#### EXERCISE DETAILS
The full listing, word for word and free of images, is the expected result.

#### SOURCE DATA

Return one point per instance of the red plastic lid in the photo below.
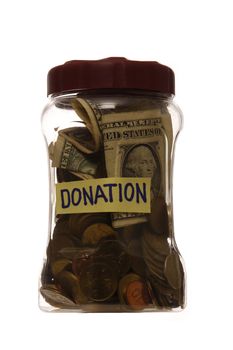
(111, 73)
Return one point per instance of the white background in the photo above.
(195, 39)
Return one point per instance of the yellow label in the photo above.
(115, 194)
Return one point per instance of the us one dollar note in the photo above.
(66, 156)
(136, 144)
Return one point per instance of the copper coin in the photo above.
(134, 292)
(95, 232)
(98, 281)
(79, 222)
(115, 253)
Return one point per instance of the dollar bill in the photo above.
(65, 155)
(138, 144)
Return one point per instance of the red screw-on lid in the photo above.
(111, 73)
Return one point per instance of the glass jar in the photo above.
(110, 126)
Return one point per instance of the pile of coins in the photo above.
(91, 263)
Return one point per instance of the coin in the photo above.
(173, 270)
(115, 253)
(71, 286)
(95, 232)
(98, 281)
(79, 222)
(81, 258)
(58, 244)
(134, 292)
(61, 228)
(128, 233)
(55, 298)
(58, 265)
(158, 218)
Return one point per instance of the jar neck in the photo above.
(110, 92)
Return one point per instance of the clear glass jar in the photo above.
(111, 243)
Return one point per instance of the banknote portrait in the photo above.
(142, 161)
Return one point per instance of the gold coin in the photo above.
(115, 253)
(79, 222)
(134, 292)
(173, 270)
(55, 298)
(58, 265)
(58, 244)
(98, 281)
(61, 227)
(128, 233)
(95, 232)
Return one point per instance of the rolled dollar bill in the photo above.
(87, 139)
(66, 156)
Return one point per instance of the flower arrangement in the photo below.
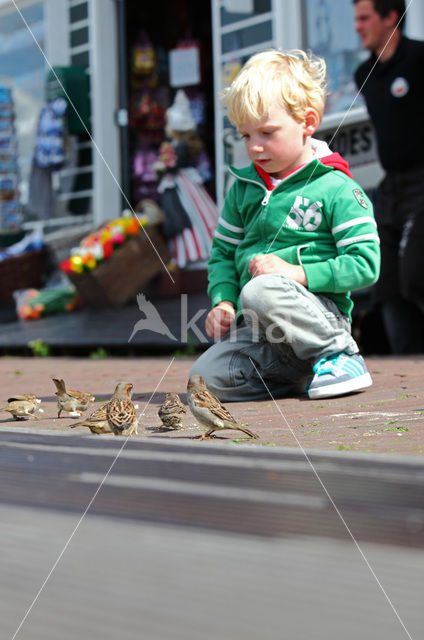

#### RESULT OF THE TASK
Return one point per instance of the red plastic lid in the photo below.
(111, 73)
Return one point per instance of the white background in the photo above.
(195, 39)
Return one point per instance of the yellow label in the photo above.
(115, 194)
Return one point per instance of the us one dollar note in the photo above.
(66, 156)
(136, 144)
Return one point per instance of the copper coin in the photo above.
(134, 292)
(95, 232)
(98, 281)
(79, 222)
(115, 253)
Return one point per instance of the dollar bill in the photo above.
(65, 155)
(138, 144)
Return one point per instance of the red screw-on lid in the photo above.
(111, 73)
Return one point per instance of the glass jar in the photo above.
(110, 126)
Return one point per instance of the pile of coins in the photo above.
(91, 263)
Return one point per instance of the coin in the photo above.
(173, 270)
(115, 253)
(71, 286)
(95, 232)
(98, 281)
(79, 222)
(81, 258)
(58, 244)
(134, 292)
(61, 228)
(128, 233)
(55, 298)
(58, 265)
(158, 218)
Return one point per instance of the jar neck in the photo above.
(110, 92)
Return one point per instance of the clear glass jar in the photo above.
(111, 243)
Return one point per instance of the banknote portrait in the photo above.
(142, 161)
Return one point per instance of the gold coin in the photo above.
(115, 253)
(79, 222)
(134, 292)
(173, 270)
(55, 298)
(58, 265)
(58, 244)
(98, 281)
(61, 227)
(128, 233)
(95, 232)
Return one point per instance of the rolled dollar bill in the photo above.
(87, 139)
(66, 156)
Return one point per instance of the flower arrangement in the photo below.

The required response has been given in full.